Whether or not it ever becomes explicit that Archimboldi’s name is a reference to 16th-century Italian painter Giuseppe Arcimboldo, it is certainly a strikingly similar enough name that one is tempted to infer a link. The paintings for which Arcimboldo is most famous will be familiar enough to most of us, I think. After looking them up during my first read of the book a year ago, I was surprised to learn that a friend had had small prints of them hanging on a wall for years. I had simply never known who had painted them. The paintings are composite portraits whose parts are things like vegetables and fruits and fish and other people. Get a look at them here. (Side note: I learned while clicking around today that the familiar or spirit (or whatever; in any case, a humanoid whose body is composed of vegetables) who helps the chef cook soup in the movie The Tale of Despereaux is named Boldo after the artist who inspired that character’s composition.)
= = =
### GOAL 1
In the Arcimboldo passage, what things make up the parts of the painter's composite portraits?
### GOAL 2
Write the next part of the Arcimboldo passage, starting after its final sentence.
The lines after this passage are separate material with no connection to the Arcimboldo text.
= = =
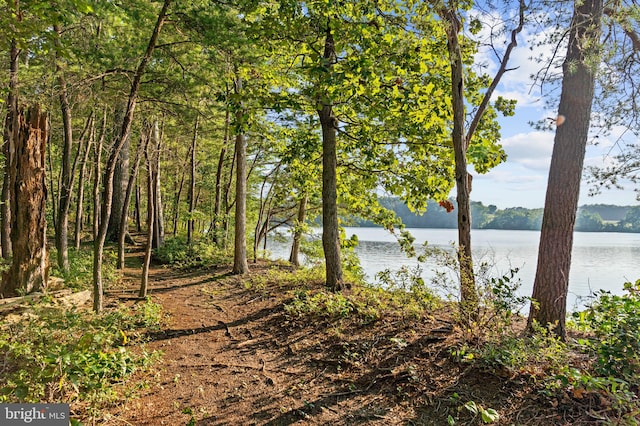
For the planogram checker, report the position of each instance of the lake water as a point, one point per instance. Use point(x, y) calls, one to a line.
point(599, 261)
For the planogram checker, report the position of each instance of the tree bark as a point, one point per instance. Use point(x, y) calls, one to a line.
point(297, 233)
point(80, 197)
point(178, 195)
point(468, 292)
point(151, 165)
point(137, 208)
point(120, 179)
point(111, 163)
point(563, 188)
point(8, 148)
point(330, 227)
point(66, 182)
point(217, 207)
point(97, 173)
point(240, 265)
point(158, 217)
point(192, 183)
point(122, 232)
point(29, 266)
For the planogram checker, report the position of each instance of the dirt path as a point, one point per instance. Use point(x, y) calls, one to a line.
point(232, 357)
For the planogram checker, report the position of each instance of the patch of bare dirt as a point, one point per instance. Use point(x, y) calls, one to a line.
point(231, 356)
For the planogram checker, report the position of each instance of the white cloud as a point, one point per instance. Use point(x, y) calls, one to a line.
point(531, 150)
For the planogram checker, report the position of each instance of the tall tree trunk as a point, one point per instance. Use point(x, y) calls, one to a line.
point(122, 233)
point(120, 179)
point(151, 165)
point(81, 181)
point(468, 292)
point(8, 148)
point(177, 198)
point(563, 188)
point(297, 230)
point(98, 250)
point(192, 183)
point(137, 208)
point(228, 201)
point(216, 222)
point(29, 266)
point(240, 265)
point(330, 226)
point(97, 173)
point(66, 184)
point(156, 140)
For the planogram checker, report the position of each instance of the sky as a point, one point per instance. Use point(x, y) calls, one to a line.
point(522, 180)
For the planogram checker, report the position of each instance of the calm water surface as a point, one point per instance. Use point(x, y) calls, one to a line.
point(599, 261)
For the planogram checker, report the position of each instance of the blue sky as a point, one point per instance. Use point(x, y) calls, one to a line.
point(522, 180)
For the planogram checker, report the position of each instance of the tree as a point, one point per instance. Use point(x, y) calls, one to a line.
point(462, 140)
point(240, 265)
point(111, 163)
point(30, 262)
point(563, 187)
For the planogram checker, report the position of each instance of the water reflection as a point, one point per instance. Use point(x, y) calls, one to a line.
point(599, 260)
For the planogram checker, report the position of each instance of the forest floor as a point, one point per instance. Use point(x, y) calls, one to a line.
point(232, 356)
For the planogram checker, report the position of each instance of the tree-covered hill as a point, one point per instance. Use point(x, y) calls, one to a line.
point(591, 217)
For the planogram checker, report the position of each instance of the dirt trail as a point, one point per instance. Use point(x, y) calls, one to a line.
point(232, 357)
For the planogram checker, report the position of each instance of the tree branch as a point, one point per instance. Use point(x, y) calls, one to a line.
point(503, 68)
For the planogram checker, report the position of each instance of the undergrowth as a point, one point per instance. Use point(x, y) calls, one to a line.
point(73, 356)
point(201, 254)
point(80, 273)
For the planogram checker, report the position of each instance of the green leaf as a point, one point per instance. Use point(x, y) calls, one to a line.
point(490, 415)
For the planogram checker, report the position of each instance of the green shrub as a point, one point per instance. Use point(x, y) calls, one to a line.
point(59, 355)
point(615, 322)
point(80, 275)
point(540, 354)
point(201, 254)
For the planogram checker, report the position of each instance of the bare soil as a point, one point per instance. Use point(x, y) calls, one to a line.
point(232, 356)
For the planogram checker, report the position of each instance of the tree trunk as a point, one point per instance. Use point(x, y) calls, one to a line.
point(97, 173)
point(137, 208)
point(330, 226)
point(151, 165)
point(563, 188)
point(66, 183)
point(297, 233)
point(29, 266)
point(192, 183)
point(177, 198)
point(81, 181)
point(122, 232)
point(120, 179)
point(215, 228)
point(111, 163)
point(240, 265)
point(468, 292)
point(158, 217)
point(8, 148)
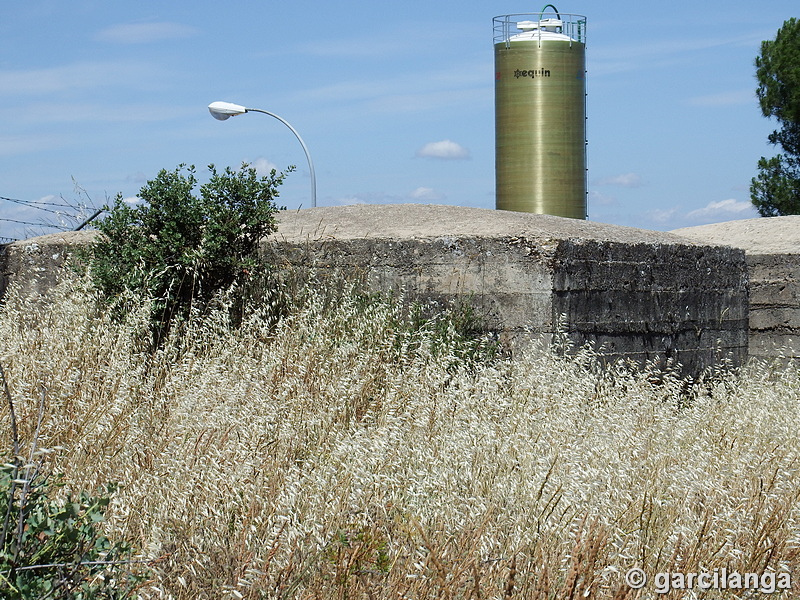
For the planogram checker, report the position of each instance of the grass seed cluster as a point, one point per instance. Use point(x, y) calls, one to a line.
point(336, 452)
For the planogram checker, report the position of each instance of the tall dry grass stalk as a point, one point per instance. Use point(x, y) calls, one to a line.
point(332, 454)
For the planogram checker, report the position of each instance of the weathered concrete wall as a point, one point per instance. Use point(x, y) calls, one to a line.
point(36, 265)
point(772, 246)
point(644, 295)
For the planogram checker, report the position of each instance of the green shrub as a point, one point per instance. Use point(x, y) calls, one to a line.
point(180, 249)
point(53, 549)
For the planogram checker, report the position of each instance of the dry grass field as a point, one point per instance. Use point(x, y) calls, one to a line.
point(337, 452)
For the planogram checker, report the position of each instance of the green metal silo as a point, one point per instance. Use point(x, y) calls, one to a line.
point(540, 113)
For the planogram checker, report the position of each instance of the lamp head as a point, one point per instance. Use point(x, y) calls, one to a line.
point(225, 110)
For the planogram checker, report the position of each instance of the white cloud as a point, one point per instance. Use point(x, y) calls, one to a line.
point(81, 75)
point(596, 198)
point(445, 149)
point(629, 180)
point(144, 33)
point(724, 210)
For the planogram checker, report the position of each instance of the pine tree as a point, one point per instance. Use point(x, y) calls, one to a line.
point(775, 190)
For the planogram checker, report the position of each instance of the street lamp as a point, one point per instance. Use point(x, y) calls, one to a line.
point(226, 110)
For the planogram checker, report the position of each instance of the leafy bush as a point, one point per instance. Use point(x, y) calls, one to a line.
point(53, 549)
point(179, 248)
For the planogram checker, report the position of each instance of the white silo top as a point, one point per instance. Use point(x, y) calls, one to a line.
point(542, 30)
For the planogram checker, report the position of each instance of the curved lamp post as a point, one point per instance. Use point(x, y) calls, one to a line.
point(226, 110)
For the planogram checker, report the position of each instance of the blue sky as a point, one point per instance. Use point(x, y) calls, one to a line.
point(394, 101)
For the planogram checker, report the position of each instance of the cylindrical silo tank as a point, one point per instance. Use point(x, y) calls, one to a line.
point(540, 113)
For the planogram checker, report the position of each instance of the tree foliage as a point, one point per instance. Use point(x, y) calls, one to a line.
point(178, 248)
point(776, 189)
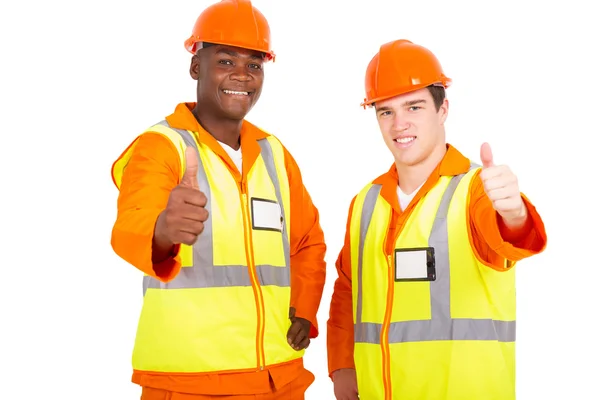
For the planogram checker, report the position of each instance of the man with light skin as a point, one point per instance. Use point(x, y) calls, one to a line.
point(424, 304)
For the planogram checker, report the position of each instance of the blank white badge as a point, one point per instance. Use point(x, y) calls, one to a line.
point(411, 264)
point(266, 215)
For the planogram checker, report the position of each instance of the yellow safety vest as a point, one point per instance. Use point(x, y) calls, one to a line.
point(228, 308)
point(452, 338)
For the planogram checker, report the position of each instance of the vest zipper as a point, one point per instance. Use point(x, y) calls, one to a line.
point(385, 345)
point(260, 307)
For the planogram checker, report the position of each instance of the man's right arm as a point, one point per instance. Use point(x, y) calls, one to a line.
point(340, 326)
point(148, 178)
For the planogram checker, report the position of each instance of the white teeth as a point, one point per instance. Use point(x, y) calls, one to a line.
point(235, 92)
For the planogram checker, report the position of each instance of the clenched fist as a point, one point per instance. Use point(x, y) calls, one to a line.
point(183, 218)
point(502, 188)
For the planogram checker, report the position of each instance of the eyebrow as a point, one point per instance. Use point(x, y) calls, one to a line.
point(236, 54)
point(413, 102)
point(406, 104)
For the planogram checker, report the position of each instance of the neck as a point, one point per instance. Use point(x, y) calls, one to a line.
point(224, 130)
point(410, 177)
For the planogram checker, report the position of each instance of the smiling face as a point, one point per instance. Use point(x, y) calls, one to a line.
point(230, 80)
point(412, 127)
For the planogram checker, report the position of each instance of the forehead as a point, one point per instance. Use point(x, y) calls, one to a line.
point(400, 100)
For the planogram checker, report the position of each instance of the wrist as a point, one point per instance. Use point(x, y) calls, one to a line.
point(516, 220)
point(162, 246)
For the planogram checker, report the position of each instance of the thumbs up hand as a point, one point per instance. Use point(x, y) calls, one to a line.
point(502, 188)
point(183, 218)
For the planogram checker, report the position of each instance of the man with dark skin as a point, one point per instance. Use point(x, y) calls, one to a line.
point(221, 115)
point(214, 212)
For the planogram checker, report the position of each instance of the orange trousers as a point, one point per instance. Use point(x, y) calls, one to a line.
point(292, 391)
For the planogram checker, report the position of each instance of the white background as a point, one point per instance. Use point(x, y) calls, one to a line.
point(80, 80)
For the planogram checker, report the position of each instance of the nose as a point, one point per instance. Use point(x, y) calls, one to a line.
point(400, 123)
point(240, 73)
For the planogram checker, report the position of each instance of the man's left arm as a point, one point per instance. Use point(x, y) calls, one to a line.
point(505, 225)
point(307, 250)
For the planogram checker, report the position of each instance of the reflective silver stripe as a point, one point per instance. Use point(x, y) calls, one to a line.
point(221, 276)
point(365, 220)
point(267, 154)
point(204, 273)
point(430, 330)
point(441, 326)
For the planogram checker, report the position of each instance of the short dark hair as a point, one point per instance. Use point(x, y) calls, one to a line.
point(438, 93)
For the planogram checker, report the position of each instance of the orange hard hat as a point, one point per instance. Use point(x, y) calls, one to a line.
point(233, 23)
point(400, 67)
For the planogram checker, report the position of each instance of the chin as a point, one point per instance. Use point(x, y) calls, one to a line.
point(409, 159)
point(237, 113)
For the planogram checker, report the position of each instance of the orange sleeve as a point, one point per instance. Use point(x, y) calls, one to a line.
point(150, 175)
point(493, 242)
point(307, 249)
point(340, 326)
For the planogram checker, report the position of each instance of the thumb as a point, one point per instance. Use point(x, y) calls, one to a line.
point(487, 159)
point(191, 168)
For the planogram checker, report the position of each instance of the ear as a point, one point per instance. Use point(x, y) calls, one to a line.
point(195, 67)
point(443, 111)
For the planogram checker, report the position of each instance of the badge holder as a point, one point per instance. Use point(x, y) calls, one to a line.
point(414, 264)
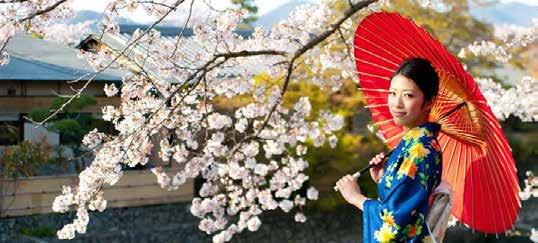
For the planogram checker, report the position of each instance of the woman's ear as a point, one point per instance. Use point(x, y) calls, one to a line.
point(429, 104)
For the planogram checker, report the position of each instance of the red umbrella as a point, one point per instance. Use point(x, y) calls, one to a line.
point(477, 160)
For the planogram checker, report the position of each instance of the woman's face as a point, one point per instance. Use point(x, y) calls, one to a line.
point(406, 102)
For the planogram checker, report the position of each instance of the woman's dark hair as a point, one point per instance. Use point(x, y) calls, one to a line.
point(421, 71)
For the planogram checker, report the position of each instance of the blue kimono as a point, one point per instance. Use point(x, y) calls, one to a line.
point(410, 175)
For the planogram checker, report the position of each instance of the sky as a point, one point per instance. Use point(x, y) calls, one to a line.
point(264, 6)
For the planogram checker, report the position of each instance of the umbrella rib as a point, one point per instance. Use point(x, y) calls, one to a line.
point(489, 193)
point(502, 168)
point(497, 187)
point(373, 75)
point(375, 65)
point(376, 90)
point(379, 47)
point(471, 174)
point(432, 53)
point(512, 207)
point(372, 54)
point(383, 32)
point(411, 48)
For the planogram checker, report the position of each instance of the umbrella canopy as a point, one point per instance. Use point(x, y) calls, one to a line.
point(477, 160)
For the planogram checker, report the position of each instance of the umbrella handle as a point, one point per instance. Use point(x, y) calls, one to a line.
point(363, 170)
point(357, 174)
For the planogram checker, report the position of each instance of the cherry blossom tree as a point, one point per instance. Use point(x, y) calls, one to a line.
point(251, 160)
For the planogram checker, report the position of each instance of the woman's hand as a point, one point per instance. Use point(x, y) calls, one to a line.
point(377, 170)
point(350, 190)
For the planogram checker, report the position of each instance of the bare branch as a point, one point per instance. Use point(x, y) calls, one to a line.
point(332, 28)
point(109, 64)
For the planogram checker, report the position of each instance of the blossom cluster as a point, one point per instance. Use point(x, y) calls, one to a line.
point(511, 37)
point(251, 158)
point(506, 102)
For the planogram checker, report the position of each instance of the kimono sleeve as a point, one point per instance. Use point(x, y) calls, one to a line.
point(390, 218)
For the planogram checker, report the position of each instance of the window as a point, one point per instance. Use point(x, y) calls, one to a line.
point(10, 131)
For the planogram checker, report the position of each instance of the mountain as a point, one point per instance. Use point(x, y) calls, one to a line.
point(276, 15)
point(506, 13)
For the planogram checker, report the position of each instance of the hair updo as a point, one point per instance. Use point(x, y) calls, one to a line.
point(421, 71)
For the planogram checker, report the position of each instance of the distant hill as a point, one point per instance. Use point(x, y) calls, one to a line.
point(501, 13)
point(87, 15)
point(506, 13)
point(276, 15)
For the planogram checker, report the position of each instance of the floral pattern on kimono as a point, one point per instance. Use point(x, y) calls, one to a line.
point(410, 175)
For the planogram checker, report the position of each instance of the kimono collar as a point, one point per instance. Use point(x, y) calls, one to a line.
point(432, 127)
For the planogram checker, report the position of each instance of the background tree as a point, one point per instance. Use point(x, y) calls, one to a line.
point(252, 10)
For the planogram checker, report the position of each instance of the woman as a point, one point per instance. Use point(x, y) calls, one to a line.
point(412, 171)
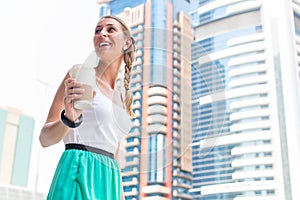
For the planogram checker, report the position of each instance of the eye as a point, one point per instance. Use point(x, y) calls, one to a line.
point(111, 29)
point(97, 31)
= = =
### WRITTEN REPLY 1
Things like vegetables, fruits, fish, and other people.

### WRITTEN REPLY 2
From the beginning of my first reading of the book, it occurred to me that the four Archimboldians seem to move and function almost as a single unit. Early on, they can always be found talking to one another in various permutations or walking together with one or another pushing Morini’s wheelchair while the others walk along beside or behind. If Pelletier’s not bedding Norton on a given night, Espinoza is, and for the life of me, I can’t keep the particular attitudes and traits of those two men straight. Norton stands out because she’s a woman and Morini because he’s crippled, but the other two are virtually interchangeable. Matt Bucher suggests that the way Bolaño tosses these people — all of different nationalities, recall — together points to a porousness of national borders, perhaps a comment on the degree to which nationality matters at all to this Chilean author who was himself a man more, in a way, of other countries than of his own. Arcimboldo too was a multi-national, Matt points out.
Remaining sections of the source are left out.